WHAT IS ASKED:
The line containing "the stone pillar" marks where to begin; quote it and every line after it through the end of the data, exactly as written.
───── EXERCISE MATERIAL
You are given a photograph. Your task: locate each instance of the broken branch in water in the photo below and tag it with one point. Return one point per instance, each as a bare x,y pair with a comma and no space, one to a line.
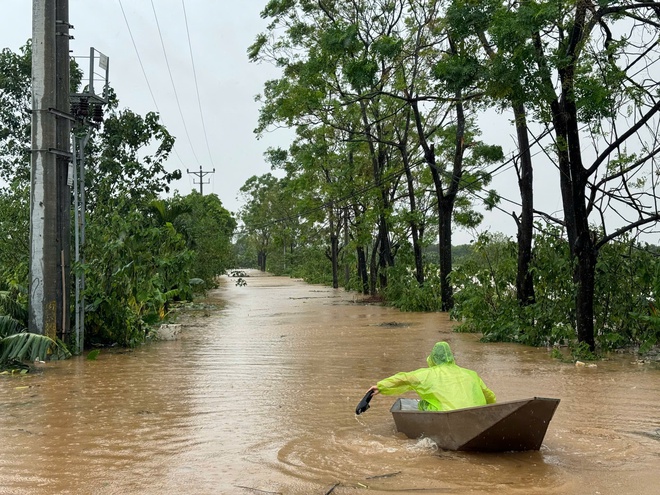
388,475
257,490
332,489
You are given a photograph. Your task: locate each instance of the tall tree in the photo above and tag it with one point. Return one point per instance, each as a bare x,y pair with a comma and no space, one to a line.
585,64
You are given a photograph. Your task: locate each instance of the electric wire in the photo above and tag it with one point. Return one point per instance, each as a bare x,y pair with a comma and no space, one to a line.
199,101
176,94
144,72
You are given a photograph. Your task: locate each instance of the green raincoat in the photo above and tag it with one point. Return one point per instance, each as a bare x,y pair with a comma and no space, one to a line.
442,386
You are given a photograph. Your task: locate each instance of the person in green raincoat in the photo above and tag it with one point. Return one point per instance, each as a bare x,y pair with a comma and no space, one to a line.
442,386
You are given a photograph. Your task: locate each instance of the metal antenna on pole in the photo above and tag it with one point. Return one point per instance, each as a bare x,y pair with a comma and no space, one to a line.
87,107
201,174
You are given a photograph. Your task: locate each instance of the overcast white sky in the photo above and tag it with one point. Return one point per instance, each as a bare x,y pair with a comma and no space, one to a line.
220,33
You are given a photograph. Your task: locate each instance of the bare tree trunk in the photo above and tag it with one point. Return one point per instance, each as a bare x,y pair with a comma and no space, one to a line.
524,281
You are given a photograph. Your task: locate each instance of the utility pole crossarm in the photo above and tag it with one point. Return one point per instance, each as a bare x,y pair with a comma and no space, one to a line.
201,174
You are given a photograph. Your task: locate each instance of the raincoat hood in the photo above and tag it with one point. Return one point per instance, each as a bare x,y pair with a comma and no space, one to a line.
441,354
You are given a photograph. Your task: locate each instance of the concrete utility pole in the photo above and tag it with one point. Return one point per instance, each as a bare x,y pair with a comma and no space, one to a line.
201,174
49,218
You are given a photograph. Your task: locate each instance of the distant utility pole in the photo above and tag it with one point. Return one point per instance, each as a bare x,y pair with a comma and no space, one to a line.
201,174
49,187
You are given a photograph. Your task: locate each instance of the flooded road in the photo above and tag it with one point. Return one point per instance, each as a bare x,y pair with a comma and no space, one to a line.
259,398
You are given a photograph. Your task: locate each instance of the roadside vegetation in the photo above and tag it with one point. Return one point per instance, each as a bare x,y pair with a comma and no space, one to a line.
145,250
387,100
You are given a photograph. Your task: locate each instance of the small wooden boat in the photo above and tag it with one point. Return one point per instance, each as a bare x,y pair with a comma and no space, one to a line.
501,427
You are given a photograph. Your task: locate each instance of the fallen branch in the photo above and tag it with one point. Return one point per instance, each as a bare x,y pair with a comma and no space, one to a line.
332,489
388,475
257,490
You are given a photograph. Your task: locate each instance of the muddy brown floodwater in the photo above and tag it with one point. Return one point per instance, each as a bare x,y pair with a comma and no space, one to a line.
259,398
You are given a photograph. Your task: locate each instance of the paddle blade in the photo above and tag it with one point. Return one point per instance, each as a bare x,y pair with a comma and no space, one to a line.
364,403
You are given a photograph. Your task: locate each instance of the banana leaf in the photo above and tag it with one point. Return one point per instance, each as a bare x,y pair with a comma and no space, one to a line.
30,347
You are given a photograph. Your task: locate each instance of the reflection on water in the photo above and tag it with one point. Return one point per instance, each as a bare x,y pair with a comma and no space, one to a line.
260,398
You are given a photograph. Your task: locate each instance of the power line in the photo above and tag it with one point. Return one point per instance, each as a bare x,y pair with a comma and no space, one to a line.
169,70
199,101
144,72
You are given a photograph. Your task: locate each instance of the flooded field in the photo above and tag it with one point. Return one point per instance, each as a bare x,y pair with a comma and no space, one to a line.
259,398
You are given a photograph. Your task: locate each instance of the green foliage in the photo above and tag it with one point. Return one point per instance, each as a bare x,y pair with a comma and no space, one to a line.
627,282
134,270
93,354
403,291
26,346
208,229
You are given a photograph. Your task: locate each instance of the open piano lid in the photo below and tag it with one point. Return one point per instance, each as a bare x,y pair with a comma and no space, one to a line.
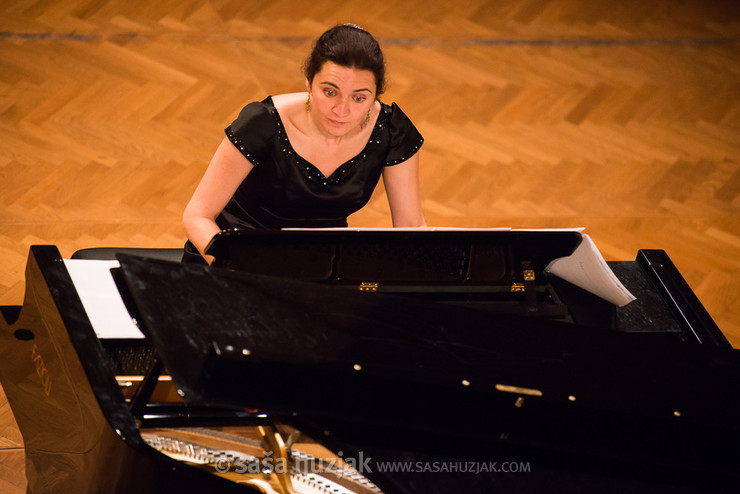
385,371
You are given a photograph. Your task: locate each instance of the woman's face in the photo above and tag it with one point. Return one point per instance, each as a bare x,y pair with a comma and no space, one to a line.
341,98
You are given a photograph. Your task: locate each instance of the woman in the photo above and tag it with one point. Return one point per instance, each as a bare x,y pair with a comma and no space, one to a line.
312,159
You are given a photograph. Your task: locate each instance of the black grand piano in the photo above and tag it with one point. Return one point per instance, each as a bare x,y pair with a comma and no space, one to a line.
369,361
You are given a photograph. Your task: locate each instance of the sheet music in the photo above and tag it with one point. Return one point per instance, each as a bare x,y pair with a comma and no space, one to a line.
100,298
586,268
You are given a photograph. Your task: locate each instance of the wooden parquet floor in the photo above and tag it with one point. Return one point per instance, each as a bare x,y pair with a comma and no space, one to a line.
622,117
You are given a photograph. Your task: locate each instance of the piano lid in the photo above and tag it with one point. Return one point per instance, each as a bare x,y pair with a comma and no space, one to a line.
288,346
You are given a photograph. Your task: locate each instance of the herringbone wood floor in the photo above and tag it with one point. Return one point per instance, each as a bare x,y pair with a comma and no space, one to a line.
622,117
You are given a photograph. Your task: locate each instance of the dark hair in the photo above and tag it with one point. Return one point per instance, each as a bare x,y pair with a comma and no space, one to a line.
349,46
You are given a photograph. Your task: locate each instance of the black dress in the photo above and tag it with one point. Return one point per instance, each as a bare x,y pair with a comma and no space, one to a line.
284,190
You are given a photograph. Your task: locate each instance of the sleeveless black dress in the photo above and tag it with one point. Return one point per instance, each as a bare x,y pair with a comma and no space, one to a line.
283,190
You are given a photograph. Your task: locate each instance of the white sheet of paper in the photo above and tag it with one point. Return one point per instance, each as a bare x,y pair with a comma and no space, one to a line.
586,268
100,298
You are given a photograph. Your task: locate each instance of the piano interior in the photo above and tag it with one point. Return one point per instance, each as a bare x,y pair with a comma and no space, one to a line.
367,362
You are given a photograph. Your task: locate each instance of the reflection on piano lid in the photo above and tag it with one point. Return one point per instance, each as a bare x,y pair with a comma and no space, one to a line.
438,359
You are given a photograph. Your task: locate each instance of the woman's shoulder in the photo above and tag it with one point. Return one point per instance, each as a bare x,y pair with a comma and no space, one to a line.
288,104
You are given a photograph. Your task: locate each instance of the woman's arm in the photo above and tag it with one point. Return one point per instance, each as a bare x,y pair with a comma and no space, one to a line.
227,170
402,188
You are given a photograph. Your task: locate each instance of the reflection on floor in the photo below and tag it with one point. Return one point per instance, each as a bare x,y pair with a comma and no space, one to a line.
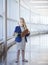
36,52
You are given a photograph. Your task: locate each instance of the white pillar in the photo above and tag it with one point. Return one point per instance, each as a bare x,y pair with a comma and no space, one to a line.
19,8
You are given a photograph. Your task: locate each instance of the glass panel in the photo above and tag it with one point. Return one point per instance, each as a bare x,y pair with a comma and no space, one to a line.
13,9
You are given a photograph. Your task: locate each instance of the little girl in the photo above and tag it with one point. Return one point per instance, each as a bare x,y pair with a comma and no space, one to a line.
21,41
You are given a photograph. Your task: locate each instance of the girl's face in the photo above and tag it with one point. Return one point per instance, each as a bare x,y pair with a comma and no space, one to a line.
21,23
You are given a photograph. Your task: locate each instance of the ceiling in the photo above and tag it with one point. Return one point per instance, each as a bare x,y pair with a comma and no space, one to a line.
39,6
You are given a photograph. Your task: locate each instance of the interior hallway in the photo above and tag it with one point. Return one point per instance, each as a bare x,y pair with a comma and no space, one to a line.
36,52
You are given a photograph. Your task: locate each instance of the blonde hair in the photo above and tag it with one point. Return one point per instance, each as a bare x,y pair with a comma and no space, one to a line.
23,22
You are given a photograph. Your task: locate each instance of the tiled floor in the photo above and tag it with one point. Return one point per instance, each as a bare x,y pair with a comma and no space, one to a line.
36,52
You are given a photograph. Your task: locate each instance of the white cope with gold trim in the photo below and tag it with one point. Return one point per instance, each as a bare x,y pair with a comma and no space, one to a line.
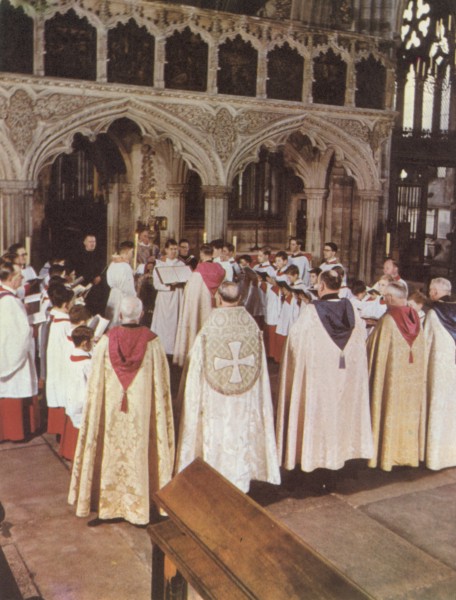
232,352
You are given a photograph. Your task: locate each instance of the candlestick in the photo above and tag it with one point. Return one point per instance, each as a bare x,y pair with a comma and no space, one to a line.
28,249
135,253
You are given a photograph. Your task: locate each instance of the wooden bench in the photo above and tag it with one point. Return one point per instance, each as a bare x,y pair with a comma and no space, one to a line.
227,547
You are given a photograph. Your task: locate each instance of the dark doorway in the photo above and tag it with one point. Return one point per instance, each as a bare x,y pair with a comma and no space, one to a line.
78,194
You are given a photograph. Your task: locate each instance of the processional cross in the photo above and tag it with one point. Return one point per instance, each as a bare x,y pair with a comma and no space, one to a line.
235,362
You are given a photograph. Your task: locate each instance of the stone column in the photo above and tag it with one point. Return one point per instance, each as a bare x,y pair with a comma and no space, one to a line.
102,55
38,47
316,209
308,79
173,203
216,211
262,73
212,64
16,203
159,62
350,79
368,219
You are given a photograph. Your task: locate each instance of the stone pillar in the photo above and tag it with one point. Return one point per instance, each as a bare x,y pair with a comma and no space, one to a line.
216,211
212,63
16,223
102,55
350,79
368,219
316,209
307,80
159,63
39,50
262,73
173,203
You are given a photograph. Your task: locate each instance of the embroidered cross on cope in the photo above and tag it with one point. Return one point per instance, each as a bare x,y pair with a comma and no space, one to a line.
235,362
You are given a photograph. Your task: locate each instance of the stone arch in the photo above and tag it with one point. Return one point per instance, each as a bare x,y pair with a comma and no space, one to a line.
187,61
81,12
352,153
9,162
155,122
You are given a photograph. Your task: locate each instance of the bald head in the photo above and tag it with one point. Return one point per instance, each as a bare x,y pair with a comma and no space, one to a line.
130,309
229,293
396,294
438,288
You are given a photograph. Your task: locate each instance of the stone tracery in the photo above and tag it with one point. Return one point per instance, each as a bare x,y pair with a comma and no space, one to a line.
217,137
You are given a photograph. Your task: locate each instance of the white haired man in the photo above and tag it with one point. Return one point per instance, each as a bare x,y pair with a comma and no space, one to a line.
397,383
126,442
440,337
323,416
227,416
18,380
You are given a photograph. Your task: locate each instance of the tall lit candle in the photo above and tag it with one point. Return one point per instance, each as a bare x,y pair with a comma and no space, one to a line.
──────────
THE RESPONSE:
You are given a photograph. Your task: locate each instance of the stone pillar in the photo above and tag it with one point. Return one point per instance, each as a bare x,y pair with a comma and no space, one to a line.
216,211
212,63
16,223
102,55
350,79
368,219
316,209
307,80
159,63
39,50
262,73
173,203
You are given a photograph. Your task: locate each instance of the embroidered cross on cope in the photo above and tag it with one point. Return one point per instance, each as a bare x,y pair with a comma and no space, one to a line.
235,362
You are given a photograph. Your task: locate each instance of the stone arch in the photo above and tag it with one point. Return one point per instance, each as a bare x,y pair with a comma and no space, one to a line.
187,61
81,12
352,153
9,162
155,122
You are given a photograph. Your task: locate each instance of the bald head in the photo above and tag it with one point. Return one point per instance, each as a bare x,y pair with a comma and no space, one to a line.
130,309
229,293
396,294
438,288
You are given a photograph. Your task: locate each instance of the stone tracery in the photo above and tag it with one point. Return one point per instance, each as a bare x,y pair with a comma and no space, one to a line.
217,137
You are given a photograph. Your task: locate each instance of the white haired man in the photo above and tag it with one point. Return one point per instance, each as a bare x,y pair with a comma and no space, one to a line.
397,383
126,442
440,337
323,416
227,416
18,380
You are given a photograph. Your task: locate each instance of the tall lit candle in the photo above and tag it with one point. Return one point per instance, each as a bare x,y pair with a comma and no space, one to a line.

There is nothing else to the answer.